Records contained in a dataset:
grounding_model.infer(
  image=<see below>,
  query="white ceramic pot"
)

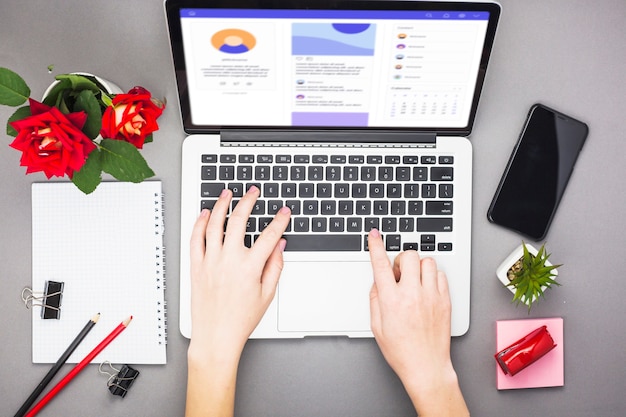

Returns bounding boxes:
[42,72,123,99]
[496,243,559,305]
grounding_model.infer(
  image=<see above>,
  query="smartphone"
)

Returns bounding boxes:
[487,104,588,240]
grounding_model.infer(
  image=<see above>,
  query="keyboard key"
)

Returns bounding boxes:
[201,200,217,210]
[385,155,401,164]
[352,184,367,198]
[426,201,453,215]
[201,183,225,197]
[228,183,244,197]
[349,155,365,164]
[422,184,436,198]
[421,156,436,164]
[317,183,332,198]
[239,154,254,163]
[281,183,296,197]
[312,218,327,232]
[219,166,235,180]
[382,218,397,232]
[431,167,454,181]
[276,155,291,163]
[334,184,350,198]
[439,156,454,164]
[439,183,454,198]
[294,155,309,163]
[367,155,383,164]
[312,155,328,164]
[386,234,401,251]
[220,154,236,163]
[438,242,453,251]
[347,218,362,232]
[283,234,361,251]
[264,183,279,197]
[237,166,253,180]
[370,184,384,198]
[201,166,216,180]
[290,166,306,180]
[417,218,453,232]
[303,200,319,215]
[413,167,428,181]
[293,218,309,232]
[329,218,345,232]
[403,242,418,251]
[285,200,301,215]
[251,200,266,215]
[202,154,217,163]
[331,155,346,164]
[258,155,273,163]
[344,166,359,180]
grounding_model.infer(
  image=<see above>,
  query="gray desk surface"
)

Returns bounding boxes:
[1,1,625,416]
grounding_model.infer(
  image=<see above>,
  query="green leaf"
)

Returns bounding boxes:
[55,74,100,92]
[72,149,103,194]
[0,67,31,106]
[42,78,72,107]
[143,133,154,145]
[100,139,155,182]
[6,106,32,136]
[73,90,102,139]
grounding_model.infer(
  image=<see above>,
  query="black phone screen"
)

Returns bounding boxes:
[487,104,588,240]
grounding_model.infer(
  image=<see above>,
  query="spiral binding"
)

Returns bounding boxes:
[155,191,167,346]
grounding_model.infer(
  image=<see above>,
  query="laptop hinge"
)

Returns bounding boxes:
[220,129,437,145]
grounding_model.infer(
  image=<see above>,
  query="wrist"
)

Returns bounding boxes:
[401,365,469,417]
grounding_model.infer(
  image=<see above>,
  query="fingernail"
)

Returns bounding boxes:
[369,228,380,238]
[220,188,229,197]
[200,208,209,217]
[279,206,291,215]
[279,239,287,252]
[247,185,258,194]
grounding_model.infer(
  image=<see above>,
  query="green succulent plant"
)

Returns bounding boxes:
[507,243,562,312]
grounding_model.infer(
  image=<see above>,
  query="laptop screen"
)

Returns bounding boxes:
[166,1,500,135]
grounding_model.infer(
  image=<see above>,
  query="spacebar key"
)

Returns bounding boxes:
[283,234,361,251]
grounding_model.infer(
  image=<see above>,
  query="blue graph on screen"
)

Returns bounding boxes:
[292,23,376,56]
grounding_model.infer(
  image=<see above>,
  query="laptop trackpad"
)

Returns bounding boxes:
[277,261,372,333]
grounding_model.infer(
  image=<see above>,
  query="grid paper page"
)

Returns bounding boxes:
[31,181,166,364]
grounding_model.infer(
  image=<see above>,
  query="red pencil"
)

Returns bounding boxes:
[25,316,132,417]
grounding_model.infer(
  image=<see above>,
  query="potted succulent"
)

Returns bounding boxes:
[496,242,561,312]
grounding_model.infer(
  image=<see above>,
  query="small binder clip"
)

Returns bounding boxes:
[99,362,140,398]
[21,280,64,319]
[495,325,557,376]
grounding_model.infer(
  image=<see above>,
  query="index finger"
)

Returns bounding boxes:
[367,229,396,295]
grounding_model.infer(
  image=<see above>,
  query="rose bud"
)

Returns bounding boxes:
[100,86,165,149]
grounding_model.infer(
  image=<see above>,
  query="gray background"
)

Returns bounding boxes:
[1,1,625,416]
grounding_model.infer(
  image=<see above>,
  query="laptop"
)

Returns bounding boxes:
[165,0,500,339]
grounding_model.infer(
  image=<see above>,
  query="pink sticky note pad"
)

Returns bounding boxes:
[495,317,564,390]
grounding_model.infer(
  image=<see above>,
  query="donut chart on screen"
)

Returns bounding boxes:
[211,28,256,54]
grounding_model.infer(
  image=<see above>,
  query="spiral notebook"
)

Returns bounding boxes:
[31,181,166,364]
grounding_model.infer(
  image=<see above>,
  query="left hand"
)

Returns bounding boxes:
[188,186,291,357]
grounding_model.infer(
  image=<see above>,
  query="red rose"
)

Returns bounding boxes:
[9,99,96,179]
[100,86,165,149]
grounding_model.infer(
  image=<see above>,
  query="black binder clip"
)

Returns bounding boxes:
[99,362,140,398]
[21,280,64,319]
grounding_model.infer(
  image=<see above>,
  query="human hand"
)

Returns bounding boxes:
[188,186,291,357]
[367,229,468,416]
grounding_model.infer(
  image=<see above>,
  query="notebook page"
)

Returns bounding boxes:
[31,181,166,364]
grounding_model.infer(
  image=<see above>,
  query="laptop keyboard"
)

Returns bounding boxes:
[200,151,455,252]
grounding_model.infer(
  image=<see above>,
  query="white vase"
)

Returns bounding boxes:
[496,243,559,305]
[42,72,123,99]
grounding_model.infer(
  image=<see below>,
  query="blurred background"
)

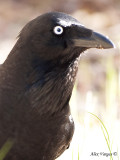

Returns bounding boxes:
[0,0,120,159]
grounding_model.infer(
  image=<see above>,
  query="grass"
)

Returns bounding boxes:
[0,139,14,160]
[88,112,113,160]
[69,110,119,160]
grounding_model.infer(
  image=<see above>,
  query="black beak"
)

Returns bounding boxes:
[73,31,114,49]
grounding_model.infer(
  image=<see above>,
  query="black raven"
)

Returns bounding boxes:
[0,12,114,160]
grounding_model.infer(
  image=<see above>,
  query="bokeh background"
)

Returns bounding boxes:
[0,0,120,159]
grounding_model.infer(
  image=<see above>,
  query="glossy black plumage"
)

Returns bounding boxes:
[0,12,114,160]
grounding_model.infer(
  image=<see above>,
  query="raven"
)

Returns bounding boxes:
[0,12,114,160]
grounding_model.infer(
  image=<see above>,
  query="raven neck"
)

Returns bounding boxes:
[26,56,80,115]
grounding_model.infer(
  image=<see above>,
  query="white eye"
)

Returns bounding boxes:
[53,26,63,35]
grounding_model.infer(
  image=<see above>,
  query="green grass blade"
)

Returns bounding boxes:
[88,112,114,160]
[78,146,79,160]
[88,112,110,143]
[0,138,14,160]
[72,149,74,160]
[101,126,113,160]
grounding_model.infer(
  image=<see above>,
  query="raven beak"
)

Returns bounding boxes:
[74,31,114,49]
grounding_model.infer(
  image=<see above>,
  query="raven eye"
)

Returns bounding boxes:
[53,26,63,35]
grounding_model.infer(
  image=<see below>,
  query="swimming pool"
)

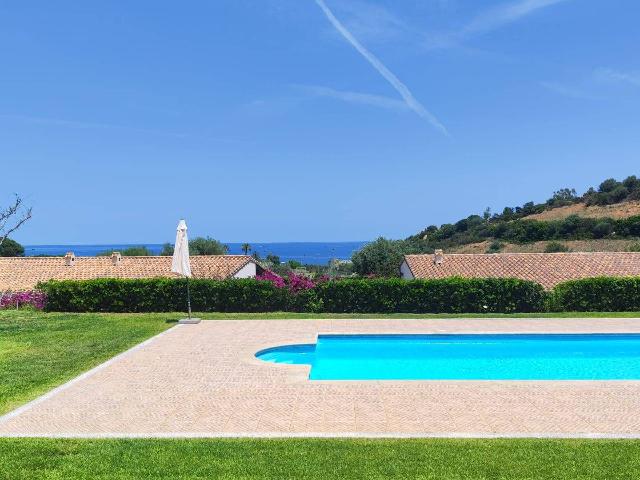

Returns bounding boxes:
[256,334,640,380]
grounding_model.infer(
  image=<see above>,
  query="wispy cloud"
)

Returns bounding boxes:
[594,68,640,88]
[314,0,448,135]
[298,85,409,111]
[539,81,600,100]
[329,0,407,44]
[427,0,571,49]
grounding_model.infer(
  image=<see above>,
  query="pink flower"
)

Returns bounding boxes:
[0,290,46,310]
[256,270,286,289]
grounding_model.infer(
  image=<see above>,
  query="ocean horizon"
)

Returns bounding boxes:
[23,241,369,266]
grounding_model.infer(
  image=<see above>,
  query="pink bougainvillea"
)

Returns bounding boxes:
[286,272,315,293]
[256,270,316,294]
[255,270,286,289]
[0,290,47,310]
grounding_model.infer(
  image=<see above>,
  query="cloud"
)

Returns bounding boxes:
[594,68,640,88]
[298,85,409,111]
[328,0,407,44]
[539,81,600,100]
[427,0,571,49]
[314,0,448,135]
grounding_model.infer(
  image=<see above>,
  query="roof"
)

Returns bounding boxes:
[402,252,640,290]
[0,255,259,291]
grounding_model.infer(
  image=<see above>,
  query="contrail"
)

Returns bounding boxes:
[314,0,449,136]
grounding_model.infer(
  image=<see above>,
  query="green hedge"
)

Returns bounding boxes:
[550,276,640,312]
[39,277,546,314]
[313,278,545,313]
[40,278,289,313]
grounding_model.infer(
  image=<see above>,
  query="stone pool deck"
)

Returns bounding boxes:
[1,318,640,438]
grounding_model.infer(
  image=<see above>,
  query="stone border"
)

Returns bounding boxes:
[0,324,181,427]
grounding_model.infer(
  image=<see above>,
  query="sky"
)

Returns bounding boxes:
[2,0,639,244]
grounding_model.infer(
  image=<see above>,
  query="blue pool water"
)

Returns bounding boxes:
[256,334,640,380]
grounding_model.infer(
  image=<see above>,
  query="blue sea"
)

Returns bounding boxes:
[23,241,368,265]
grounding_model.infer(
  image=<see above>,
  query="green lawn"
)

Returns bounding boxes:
[0,310,175,415]
[2,310,640,479]
[1,438,639,479]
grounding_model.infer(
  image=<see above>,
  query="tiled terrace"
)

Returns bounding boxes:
[1,318,640,438]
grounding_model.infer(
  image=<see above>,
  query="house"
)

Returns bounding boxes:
[400,250,640,290]
[0,253,264,291]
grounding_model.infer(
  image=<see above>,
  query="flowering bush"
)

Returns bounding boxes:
[257,270,315,294]
[0,290,47,310]
[255,270,285,288]
[287,272,315,293]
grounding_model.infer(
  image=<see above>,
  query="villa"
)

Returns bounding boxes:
[400,250,640,289]
[0,252,264,291]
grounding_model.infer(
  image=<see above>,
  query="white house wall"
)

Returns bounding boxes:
[400,261,414,280]
[232,262,257,279]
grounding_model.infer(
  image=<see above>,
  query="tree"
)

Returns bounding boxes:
[160,243,174,256]
[266,253,281,265]
[287,260,302,269]
[0,238,25,257]
[189,237,228,255]
[241,243,251,255]
[547,188,578,207]
[0,194,32,247]
[351,237,407,277]
[98,246,152,256]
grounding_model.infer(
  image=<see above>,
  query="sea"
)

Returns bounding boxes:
[23,241,369,266]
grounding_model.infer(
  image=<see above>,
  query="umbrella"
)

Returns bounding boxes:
[171,219,199,323]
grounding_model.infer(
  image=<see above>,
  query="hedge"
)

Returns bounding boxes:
[38,277,546,314]
[550,276,640,312]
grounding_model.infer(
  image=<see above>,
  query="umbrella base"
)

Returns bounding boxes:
[178,318,201,324]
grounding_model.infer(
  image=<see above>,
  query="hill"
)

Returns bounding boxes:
[525,200,640,222]
[407,175,640,254]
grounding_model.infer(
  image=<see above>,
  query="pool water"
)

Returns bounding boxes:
[256,334,640,380]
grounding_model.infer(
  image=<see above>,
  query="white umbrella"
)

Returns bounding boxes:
[171,219,199,323]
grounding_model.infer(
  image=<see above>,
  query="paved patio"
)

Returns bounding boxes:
[2,318,640,438]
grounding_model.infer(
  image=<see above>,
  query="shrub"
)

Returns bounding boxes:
[314,278,546,314]
[544,241,570,253]
[39,278,289,313]
[551,277,640,312]
[98,246,152,256]
[486,241,504,253]
[0,238,24,257]
[627,242,640,252]
[39,277,547,314]
[0,290,46,309]
[351,237,409,277]
[189,237,228,255]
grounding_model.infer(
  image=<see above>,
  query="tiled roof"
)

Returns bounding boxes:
[403,252,640,290]
[0,255,258,291]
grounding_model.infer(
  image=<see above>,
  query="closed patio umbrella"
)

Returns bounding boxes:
[171,219,200,324]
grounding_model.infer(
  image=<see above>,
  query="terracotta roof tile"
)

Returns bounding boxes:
[0,255,258,291]
[403,252,640,290]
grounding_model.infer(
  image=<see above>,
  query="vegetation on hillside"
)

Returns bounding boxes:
[353,175,640,276]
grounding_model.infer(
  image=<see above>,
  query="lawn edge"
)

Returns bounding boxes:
[0,324,181,427]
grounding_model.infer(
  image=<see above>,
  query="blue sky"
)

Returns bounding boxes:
[2,0,639,244]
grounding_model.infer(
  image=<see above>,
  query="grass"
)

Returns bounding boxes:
[1,438,639,479]
[2,310,640,479]
[0,310,175,415]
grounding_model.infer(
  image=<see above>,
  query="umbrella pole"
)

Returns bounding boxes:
[186,276,192,319]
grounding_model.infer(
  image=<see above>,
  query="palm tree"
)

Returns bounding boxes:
[241,243,251,255]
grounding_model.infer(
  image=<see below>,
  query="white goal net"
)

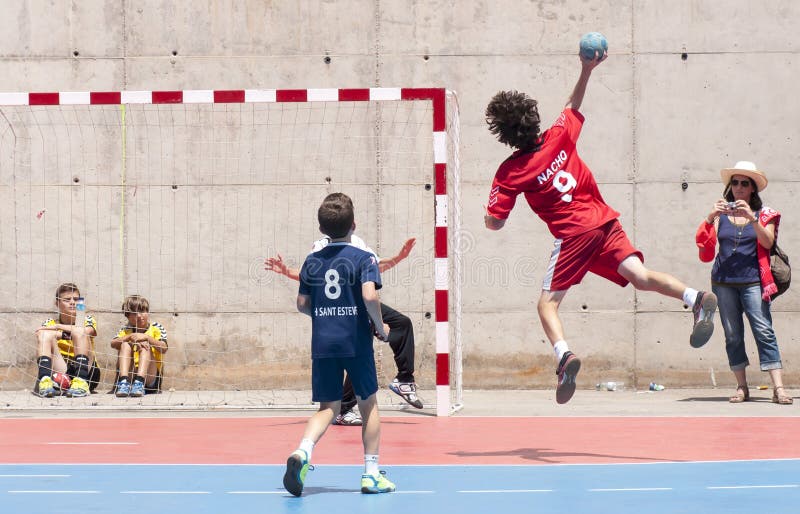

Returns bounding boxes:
[0,89,462,415]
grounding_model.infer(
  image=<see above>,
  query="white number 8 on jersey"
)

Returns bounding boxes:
[324,269,342,299]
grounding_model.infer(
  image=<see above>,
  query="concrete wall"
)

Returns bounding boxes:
[1,0,798,390]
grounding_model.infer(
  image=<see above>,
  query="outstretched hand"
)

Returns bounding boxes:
[397,238,416,260]
[264,254,288,275]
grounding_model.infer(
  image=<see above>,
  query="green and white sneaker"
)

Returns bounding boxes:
[361,470,396,494]
[283,450,311,497]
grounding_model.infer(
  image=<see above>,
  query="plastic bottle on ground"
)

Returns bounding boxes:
[596,381,618,391]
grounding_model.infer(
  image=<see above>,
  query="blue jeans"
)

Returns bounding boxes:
[712,283,782,371]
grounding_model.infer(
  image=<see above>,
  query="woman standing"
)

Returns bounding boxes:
[696,161,792,404]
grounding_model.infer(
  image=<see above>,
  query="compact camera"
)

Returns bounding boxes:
[726,202,737,210]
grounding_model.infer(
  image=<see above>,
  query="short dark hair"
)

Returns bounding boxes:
[318,193,354,238]
[122,294,150,314]
[55,282,80,300]
[485,90,541,151]
[724,183,763,212]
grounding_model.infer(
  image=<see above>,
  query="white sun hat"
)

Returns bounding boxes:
[720,161,768,192]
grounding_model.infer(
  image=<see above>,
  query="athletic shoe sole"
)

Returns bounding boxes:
[556,356,581,405]
[690,293,717,348]
[283,454,305,497]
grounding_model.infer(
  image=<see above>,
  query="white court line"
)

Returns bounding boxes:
[121,490,210,494]
[228,491,287,494]
[708,485,799,490]
[9,490,99,494]
[459,489,552,493]
[350,490,434,494]
[590,488,673,492]
[47,442,138,445]
[0,475,70,478]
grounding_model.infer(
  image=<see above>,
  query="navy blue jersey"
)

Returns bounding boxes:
[299,242,382,358]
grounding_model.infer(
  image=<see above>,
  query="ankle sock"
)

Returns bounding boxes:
[682,288,699,307]
[298,438,315,461]
[553,340,569,362]
[365,454,379,475]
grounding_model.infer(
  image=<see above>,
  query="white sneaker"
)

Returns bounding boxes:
[335,409,362,426]
[389,378,424,409]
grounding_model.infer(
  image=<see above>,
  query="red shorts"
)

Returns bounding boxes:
[543,219,643,291]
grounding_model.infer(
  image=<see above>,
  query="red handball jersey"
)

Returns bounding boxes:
[486,108,620,238]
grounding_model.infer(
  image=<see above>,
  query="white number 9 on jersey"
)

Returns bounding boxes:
[553,170,577,202]
[324,269,342,299]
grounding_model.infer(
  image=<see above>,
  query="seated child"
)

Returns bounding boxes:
[111,295,168,397]
[34,282,99,397]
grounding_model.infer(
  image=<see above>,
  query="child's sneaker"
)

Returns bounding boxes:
[34,376,56,398]
[690,291,717,348]
[283,450,312,497]
[388,378,423,409]
[555,351,581,404]
[130,380,145,397]
[361,470,396,494]
[66,376,90,398]
[115,379,131,397]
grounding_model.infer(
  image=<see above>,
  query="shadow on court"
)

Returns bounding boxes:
[448,447,679,464]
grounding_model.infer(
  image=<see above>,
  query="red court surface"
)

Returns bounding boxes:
[2,416,799,465]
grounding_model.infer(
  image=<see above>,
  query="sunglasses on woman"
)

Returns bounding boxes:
[730,179,751,187]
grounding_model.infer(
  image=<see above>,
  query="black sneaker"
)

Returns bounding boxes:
[690,291,717,348]
[555,351,581,404]
[283,450,312,497]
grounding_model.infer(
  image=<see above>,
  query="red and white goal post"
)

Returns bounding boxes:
[0,88,463,416]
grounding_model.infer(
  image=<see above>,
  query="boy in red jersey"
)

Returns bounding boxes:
[484,50,716,404]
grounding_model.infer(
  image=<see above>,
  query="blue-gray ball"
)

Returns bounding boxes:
[579,32,608,60]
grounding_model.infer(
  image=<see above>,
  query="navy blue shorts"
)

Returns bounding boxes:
[312,354,378,403]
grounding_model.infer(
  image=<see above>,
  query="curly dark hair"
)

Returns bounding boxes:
[485,90,541,151]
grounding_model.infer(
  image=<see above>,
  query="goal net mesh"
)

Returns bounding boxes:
[0,93,462,412]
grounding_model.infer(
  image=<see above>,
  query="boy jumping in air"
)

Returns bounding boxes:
[483,47,717,404]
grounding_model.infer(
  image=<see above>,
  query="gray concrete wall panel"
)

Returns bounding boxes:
[0,1,797,392]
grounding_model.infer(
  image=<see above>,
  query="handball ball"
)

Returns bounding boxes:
[580,32,608,60]
[52,372,71,390]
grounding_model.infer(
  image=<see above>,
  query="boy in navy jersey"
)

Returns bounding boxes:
[283,193,396,496]
[484,49,717,404]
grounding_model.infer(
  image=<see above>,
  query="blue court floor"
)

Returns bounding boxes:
[1,460,798,514]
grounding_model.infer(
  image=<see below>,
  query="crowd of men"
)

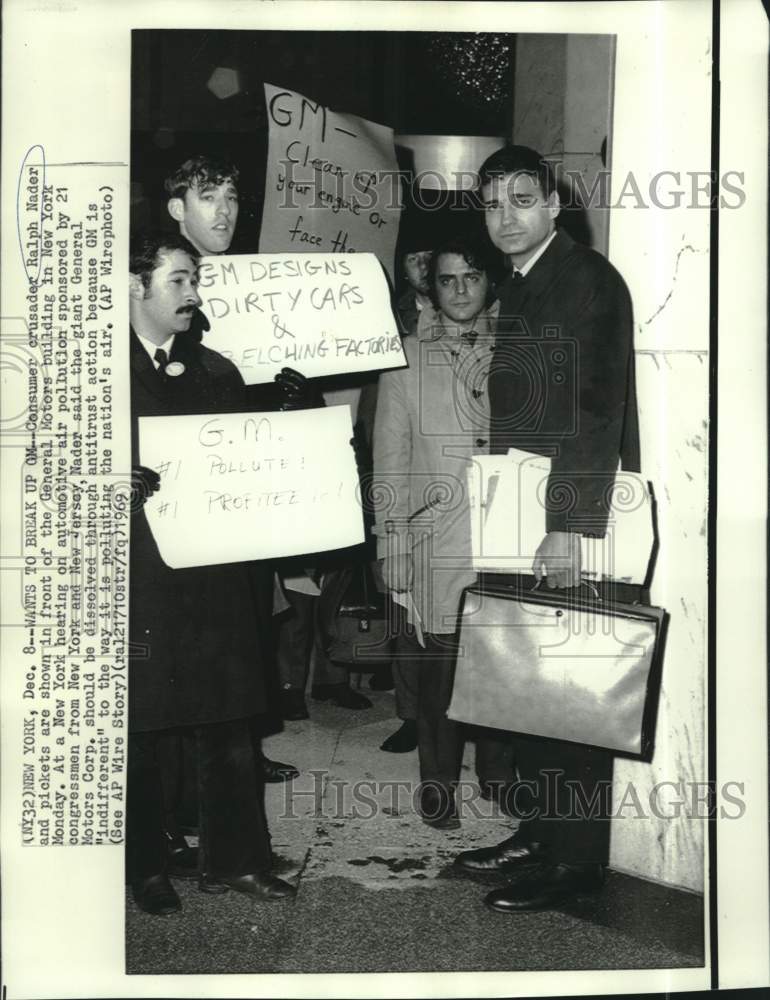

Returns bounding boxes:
[128,144,639,917]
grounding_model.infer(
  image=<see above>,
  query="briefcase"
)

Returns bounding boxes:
[448,578,668,759]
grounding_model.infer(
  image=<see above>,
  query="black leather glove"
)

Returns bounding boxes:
[130,465,160,511]
[275,367,325,410]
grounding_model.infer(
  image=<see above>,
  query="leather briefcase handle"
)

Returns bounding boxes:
[533,578,601,601]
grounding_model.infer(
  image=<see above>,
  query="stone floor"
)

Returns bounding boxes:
[126,685,705,975]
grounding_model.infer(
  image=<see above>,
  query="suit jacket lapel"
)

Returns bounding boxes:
[516,228,575,318]
[130,329,168,404]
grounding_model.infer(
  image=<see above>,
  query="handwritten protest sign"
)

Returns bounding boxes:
[197,251,405,384]
[139,406,364,569]
[259,84,401,280]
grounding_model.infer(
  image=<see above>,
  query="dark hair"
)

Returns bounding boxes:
[477,144,556,199]
[129,232,200,290]
[164,155,240,200]
[426,236,495,310]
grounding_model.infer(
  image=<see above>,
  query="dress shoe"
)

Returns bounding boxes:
[419,783,460,831]
[485,863,605,912]
[260,754,300,782]
[224,871,297,900]
[165,831,199,880]
[369,665,395,690]
[132,873,182,915]
[280,688,310,721]
[454,833,548,873]
[311,682,372,710]
[380,719,418,753]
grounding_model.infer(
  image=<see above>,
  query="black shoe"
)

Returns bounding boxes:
[224,871,297,901]
[311,682,372,710]
[454,833,548,873]
[132,873,182,915]
[419,783,460,831]
[166,832,199,880]
[261,755,300,782]
[485,863,605,912]
[369,665,395,691]
[380,719,418,753]
[280,688,310,721]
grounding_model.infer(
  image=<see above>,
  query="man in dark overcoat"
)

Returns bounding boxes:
[454,145,641,911]
[127,232,296,914]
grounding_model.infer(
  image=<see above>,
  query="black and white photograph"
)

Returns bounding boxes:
[0,1,768,997]
[124,25,708,976]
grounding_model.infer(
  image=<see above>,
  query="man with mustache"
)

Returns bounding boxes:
[128,232,297,914]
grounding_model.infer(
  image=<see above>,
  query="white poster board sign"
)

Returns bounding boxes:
[197,252,405,384]
[259,83,401,280]
[139,406,364,568]
[468,450,655,584]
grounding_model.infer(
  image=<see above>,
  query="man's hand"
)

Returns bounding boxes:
[381,553,413,593]
[130,465,161,511]
[532,531,582,589]
[275,367,325,410]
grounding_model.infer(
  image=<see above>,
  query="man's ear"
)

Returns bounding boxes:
[547,189,561,220]
[167,197,185,223]
[129,272,146,301]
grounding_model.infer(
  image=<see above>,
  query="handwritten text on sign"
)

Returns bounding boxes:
[259,84,401,280]
[197,252,405,384]
[139,407,364,569]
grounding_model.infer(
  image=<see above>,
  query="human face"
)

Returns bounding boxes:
[482,172,559,267]
[172,178,239,255]
[403,250,432,295]
[132,249,202,343]
[434,253,489,329]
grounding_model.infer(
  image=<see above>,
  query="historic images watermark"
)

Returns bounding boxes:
[278,772,746,823]
[274,153,746,216]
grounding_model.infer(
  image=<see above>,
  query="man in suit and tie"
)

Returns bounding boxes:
[453,145,640,910]
[127,232,297,914]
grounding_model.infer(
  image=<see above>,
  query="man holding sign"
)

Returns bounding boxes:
[127,232,296,914]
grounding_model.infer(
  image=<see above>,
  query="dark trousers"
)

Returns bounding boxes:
[513,734,613,866]
[276,589,347,690]
[398,630,515,790]
[392,654,418,720]
[390,600,418,721]
[127,718,271,881]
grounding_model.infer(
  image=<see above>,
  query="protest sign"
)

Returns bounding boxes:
[139,406,364,568]
[259,84,401,280]
[197,251,405,384]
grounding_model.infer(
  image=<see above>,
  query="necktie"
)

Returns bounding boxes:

§ **Instructions to follow**: Please state the number of lines above that hold the string "pink", with nothing else added.

§ **Expected answer**: 3